┏━━

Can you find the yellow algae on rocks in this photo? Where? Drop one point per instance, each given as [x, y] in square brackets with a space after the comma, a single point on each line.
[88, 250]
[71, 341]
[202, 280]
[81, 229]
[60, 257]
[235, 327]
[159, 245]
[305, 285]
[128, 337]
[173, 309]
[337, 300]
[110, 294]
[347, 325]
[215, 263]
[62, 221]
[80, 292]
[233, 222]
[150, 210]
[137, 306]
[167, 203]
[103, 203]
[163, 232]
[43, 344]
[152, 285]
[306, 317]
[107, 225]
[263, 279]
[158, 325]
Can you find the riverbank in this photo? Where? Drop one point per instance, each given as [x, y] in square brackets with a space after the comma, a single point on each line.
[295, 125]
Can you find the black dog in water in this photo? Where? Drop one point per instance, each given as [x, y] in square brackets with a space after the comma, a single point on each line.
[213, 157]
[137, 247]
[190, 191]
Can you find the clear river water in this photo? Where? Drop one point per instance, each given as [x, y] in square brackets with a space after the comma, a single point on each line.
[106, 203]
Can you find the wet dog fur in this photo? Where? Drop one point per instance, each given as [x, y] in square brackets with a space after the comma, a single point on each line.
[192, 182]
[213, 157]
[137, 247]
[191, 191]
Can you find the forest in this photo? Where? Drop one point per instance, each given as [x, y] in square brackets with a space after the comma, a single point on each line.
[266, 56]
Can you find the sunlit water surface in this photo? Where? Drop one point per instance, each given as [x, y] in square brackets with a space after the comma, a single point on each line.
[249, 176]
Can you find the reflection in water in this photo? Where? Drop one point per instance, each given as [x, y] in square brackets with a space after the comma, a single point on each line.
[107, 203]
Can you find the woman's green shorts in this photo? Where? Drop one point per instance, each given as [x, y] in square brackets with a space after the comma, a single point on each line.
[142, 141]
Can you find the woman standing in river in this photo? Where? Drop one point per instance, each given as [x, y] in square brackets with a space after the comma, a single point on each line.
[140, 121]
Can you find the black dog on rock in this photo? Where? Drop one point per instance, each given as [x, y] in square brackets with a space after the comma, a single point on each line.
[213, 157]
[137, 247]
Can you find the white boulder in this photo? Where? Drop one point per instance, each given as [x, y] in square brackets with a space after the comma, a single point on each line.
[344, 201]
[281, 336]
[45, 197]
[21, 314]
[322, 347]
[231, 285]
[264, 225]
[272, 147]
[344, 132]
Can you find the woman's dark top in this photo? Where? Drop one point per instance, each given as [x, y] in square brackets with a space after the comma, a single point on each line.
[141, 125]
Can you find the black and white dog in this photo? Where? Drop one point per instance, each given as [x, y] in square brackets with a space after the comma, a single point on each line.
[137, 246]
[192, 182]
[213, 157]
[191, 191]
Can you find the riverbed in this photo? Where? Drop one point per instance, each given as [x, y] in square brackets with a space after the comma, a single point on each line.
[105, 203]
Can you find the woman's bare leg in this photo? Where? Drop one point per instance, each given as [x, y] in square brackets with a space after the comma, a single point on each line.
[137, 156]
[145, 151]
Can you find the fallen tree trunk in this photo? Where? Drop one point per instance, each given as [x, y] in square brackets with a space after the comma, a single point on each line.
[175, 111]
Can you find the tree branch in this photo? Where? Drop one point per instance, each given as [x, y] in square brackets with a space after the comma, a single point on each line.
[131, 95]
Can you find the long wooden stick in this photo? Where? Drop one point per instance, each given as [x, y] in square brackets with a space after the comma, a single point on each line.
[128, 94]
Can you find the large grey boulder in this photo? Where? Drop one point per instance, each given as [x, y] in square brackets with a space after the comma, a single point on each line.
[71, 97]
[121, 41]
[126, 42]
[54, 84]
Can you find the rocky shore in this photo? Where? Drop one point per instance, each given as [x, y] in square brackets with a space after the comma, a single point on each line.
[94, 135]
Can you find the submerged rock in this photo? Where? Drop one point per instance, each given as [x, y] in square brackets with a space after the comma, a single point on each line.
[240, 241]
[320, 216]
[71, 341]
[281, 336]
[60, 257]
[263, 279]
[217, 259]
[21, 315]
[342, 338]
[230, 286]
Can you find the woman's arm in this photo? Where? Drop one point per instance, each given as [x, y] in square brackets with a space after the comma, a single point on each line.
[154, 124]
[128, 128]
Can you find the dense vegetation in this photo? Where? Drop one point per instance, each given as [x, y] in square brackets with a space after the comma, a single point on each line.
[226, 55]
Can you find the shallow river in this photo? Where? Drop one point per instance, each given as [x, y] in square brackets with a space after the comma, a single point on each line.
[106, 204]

┗━━

Transcribe word for word the lines from the one holding "Can you find the long" to the last line of the listing above, inclusive.

Can you find the long wooden stick in this photo? Where? Drop one point per instance, each given as [x, y] in square brackets with a space after the comma, a single point on each line.
[128, 94]
Can you find the large grey boulder in this photo? Where? Drop one point per instance, each given as [x, y] in square brackets with a space after the comma, a single point on each line.
[71, 97]
[121, 41]
[126, 42]
[54, 84]
Can you find the rocky shore in this photo? Where? Drop one point per instance, each given as [x, y] in square brackets with a space after the comma, a single point on each line.
[94, 135]
Can you find the submerged rock in this photo? Where? Drop one point per instance, each given as [x, y] in square brackets with a space after the comma, a single point on each line.
[240, 241]
[320, 216]
[71, 341]
[281, 336]
[60, 257]
[263, 279]
[217, 259]
[21, 315]
[342, 338]
[230, 286]
Can you find the woman's arm in this photo? Where? Drop one point per instance, each given as [x, y] in square brackets with a space after the comma, a single point on each line.
[154, 124]
[128, 128]
Can you find the dense vegetation in this photo? Where? Drop one point per instance, each given as [x, y] in square brackets with a space after the comma, a single point on each line.
[226, 55]
Can you find the shallow river in this photo? Where? Drop one point per instance, each given as [x, y] in square brackets with a space after the comma, a single point on each line.
[106, 204]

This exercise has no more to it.